>> BEGIN SELECTED PASSAGE

The Pieties of the Liberal Class

Photo Source D.C.Atty | CC BY 2.0

From the west side of the island, a pedestrian can see, high in the misty gray sky of Manhattan, the carmine lettering of The New Yorker hotel. The art-deco staple of the Jazz Age has graced the skyline of the city since 1930. It has hosted movie stars and starlets, ballplayers and boxers, heroic firefighters and geniuses of science. Barack Obama’s parents were married there. It is a beacon of bourgeois New York life. City dwellers and tourists see it as a kind of marker of pedigree, its neon serifs floating like a semaphore of sophistication above the bustling metropolis below. Fittingly, it is where elitist insider and liberal icon Hillary Clinton conceded the 2016 election to Donald Trump. Pale and proud, she positioned herself as a champion of women, her flour-haired éminence grise clapping in the background.

From that moment until today, the Democratic Party and its acolytes have lived in deep denial. It is still cobbling together its tapestry of thinly stitched storylines supposedly outing Russia for its nefarious plot to “attack our democracy”. In so doing, the tribe refuses to engage in self-reflection, never acknowledging the accommodation of capital that has triggered its demise. It is still launching flaming rhetorical volleys at the president with rare fury, convinced he has compromised America behind the back of the freedom-loving naifs that so innocently trusted our great institutions. It lifts him up as the embodiment of evil against which they nobly rage. It decries his policy actions even as it hides their own like deeds. The piety of the Party is on full display.

Too Righteous for Reality

Sharing the same name and a comparable role, the city’s elitist manual of manners and opinion, The New Yorker, recently published a breathless new report on election media that attributes Russian trolls with the “decisive” content in the world-historical fiasco of Donald Trump’s election. The billion dollars flung into the mediasphere by the actual candidates is shoved aside, fodder for this year’s midterm campaign strategists but of little consequence in 2016. The report is a feverish campaign to keep the fragile egotism of Democratic elites on life-support, to rejuvenate a party that cannot bear to face the fact that its own sellout to corporate donors has wrecked the party. This is but one of dozens of reports fastidiously produced by incalculable hordes of liberal resisters scurrying along the horizon of the web like wildebeest in flight. Subverting elections, the magazine wisely intones, “doesn’t require tampering with voting machines.”

>> END SELECTED PASSAGE
>> BEGIN COLLECTED DATA

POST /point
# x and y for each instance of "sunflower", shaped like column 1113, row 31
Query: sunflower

>> END COLLECTED DATA

Please repeat, word for word, the part of the essay on the liberal class above, starting with "From that moment" and going on through "on full display.".

From that moment until today, the Democratic Party and its acolytes have lived in deep denial. It is still cobbling together its tapestry of thinly stitched storylines supposedly outing Russia for its nefarious plot to “attack our democracy”. In so doing, the tribe refuses to engage in self-reflection, never acknowledging the accommodation of capital that has triggered its demise. It is still launching flaming rhetorical volleys at the president with rare fury, convinced he has compromised America behind the back of the freedom-loving naifs that so innocently trusted our great institutions. It lifts him up as the embodiment of evil against which they nobly rage. It decries his policy actions even as it hides their own like deeds. The piety of the Party is on full display.